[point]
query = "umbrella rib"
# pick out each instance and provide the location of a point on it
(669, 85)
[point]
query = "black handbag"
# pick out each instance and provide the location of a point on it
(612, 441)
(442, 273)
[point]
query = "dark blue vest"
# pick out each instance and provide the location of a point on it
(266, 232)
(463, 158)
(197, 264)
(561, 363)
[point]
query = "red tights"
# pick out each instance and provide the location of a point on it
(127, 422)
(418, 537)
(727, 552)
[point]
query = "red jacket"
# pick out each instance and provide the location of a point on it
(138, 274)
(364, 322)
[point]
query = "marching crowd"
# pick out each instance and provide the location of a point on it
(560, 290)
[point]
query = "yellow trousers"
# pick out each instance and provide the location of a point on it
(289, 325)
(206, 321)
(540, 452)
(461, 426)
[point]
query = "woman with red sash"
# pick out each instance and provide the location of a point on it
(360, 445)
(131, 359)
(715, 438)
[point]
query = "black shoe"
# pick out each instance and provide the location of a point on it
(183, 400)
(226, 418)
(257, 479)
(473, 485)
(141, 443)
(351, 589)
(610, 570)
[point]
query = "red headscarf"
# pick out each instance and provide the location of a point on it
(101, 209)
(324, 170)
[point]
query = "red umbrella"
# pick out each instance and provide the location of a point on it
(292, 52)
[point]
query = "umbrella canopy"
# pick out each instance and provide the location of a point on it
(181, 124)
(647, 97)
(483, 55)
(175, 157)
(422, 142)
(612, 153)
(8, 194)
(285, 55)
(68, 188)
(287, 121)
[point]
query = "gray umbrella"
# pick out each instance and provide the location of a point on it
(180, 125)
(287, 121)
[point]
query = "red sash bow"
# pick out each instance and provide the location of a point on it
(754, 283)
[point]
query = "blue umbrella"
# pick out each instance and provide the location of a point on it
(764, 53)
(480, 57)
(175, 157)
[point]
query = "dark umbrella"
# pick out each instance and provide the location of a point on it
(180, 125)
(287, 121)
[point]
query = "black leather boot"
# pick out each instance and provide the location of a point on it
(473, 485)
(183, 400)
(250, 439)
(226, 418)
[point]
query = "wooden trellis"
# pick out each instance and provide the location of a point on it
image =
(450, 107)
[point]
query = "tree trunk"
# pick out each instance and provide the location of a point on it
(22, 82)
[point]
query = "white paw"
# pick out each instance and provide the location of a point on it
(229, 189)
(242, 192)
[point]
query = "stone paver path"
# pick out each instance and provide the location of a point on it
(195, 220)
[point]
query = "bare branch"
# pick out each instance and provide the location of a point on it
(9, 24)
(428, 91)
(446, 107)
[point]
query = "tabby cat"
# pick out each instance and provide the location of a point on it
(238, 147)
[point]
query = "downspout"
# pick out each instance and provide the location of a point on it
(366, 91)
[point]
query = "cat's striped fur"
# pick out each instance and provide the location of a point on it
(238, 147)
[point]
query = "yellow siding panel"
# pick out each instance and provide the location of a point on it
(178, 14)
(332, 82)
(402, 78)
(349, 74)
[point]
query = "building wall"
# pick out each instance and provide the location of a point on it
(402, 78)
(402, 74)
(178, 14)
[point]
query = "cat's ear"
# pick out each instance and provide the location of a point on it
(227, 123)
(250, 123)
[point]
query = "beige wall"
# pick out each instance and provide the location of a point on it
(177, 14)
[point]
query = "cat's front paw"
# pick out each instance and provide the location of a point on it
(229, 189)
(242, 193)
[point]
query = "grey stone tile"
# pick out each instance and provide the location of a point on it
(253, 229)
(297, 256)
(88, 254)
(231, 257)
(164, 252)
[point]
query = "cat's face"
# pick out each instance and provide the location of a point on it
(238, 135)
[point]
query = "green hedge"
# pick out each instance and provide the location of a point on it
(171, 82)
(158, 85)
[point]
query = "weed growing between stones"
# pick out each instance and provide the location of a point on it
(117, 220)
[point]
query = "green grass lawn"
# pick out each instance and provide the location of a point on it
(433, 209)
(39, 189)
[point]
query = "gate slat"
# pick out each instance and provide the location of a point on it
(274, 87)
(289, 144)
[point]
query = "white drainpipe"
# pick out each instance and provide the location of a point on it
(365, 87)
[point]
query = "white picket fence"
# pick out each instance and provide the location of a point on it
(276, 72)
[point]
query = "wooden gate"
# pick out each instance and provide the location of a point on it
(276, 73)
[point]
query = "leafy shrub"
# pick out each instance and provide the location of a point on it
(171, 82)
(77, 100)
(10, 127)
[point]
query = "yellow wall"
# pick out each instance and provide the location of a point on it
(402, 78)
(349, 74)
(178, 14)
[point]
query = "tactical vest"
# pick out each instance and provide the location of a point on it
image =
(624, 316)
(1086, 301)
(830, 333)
========
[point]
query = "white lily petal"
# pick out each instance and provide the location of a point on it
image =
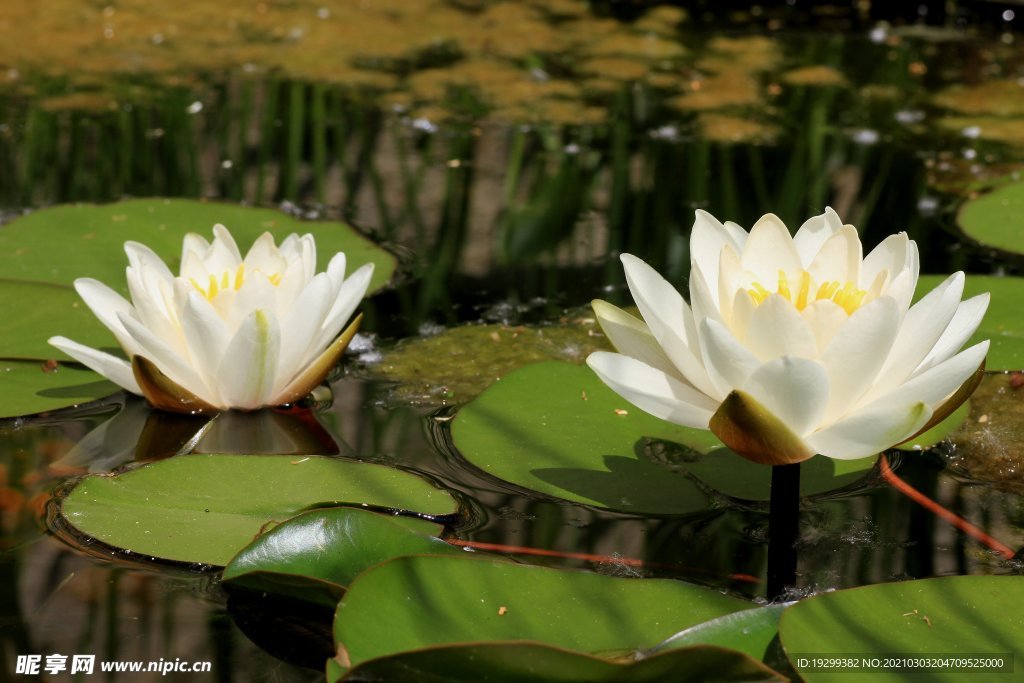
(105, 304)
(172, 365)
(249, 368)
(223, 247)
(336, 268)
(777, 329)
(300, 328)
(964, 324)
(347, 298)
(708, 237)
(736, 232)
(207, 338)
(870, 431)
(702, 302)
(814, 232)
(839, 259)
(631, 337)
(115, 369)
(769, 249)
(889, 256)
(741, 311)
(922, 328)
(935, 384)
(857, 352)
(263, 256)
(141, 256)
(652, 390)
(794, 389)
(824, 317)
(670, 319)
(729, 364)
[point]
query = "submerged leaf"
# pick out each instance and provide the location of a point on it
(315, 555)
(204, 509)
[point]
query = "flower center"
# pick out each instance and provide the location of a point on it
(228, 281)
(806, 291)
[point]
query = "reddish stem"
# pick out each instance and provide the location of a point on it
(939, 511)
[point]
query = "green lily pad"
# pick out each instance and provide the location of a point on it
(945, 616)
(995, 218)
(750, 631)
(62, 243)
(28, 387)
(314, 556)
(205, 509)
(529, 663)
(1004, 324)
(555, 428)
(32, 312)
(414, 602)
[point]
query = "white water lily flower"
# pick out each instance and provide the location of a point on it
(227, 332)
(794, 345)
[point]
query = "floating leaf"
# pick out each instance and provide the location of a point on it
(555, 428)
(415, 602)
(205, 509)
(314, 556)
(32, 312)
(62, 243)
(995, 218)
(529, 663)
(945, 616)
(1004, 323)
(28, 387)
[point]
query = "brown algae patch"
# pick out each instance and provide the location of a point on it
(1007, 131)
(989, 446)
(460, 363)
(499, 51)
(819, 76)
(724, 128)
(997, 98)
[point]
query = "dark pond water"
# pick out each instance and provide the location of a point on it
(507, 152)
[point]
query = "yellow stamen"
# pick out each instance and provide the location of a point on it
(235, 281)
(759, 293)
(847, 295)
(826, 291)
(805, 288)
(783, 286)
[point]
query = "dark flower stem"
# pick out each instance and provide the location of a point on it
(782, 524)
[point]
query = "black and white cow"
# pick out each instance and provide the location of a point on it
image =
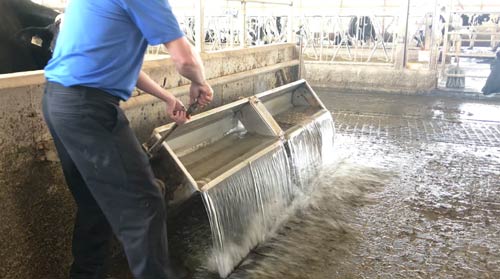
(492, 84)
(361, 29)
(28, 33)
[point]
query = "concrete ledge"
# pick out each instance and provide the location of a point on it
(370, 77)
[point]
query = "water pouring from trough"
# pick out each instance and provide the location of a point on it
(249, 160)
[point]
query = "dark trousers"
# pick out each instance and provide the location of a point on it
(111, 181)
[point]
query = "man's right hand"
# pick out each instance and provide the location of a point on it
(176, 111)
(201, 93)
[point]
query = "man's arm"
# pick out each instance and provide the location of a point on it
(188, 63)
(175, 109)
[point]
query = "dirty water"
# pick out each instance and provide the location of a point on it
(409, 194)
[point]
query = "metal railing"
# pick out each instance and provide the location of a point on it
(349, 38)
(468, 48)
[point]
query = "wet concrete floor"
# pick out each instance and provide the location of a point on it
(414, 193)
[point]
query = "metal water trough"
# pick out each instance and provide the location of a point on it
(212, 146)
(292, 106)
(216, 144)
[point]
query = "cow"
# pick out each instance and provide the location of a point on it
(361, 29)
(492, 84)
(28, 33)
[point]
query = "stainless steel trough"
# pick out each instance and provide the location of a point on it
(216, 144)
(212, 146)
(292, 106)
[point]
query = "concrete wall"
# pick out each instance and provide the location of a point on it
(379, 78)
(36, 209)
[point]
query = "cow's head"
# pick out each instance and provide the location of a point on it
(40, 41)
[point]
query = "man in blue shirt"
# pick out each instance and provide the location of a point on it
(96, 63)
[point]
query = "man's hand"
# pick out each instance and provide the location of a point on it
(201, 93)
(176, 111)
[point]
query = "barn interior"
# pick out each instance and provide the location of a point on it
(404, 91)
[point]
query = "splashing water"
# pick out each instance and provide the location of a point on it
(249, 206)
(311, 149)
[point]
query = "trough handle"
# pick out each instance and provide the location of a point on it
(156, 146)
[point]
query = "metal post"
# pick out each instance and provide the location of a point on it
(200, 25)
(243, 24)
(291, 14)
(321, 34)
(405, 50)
========
• **TASK OBJECTIVE**:
Show each line in the items above that contains the word "green", copied in full.

• **WRITTEN RESPONSE**:
query = "green hedge"
query = "green grass lawn"
query = "green lily pad"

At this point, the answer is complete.